▶ **Dataset entries**:
--- Begin ---

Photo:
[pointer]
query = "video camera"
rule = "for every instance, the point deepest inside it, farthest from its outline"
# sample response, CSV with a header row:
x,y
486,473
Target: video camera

--- End ---

▶ **Your task**:
Can you reproduce all of the lines above word for word?

▶ **Completed exercise**:
Photo:
[pointer]
query = "video camera"
rule = "for every instance, the point deepest inside it, farthest from its outline"
# sample response, CSV with a header row:
x,y
486,473
Target: video camera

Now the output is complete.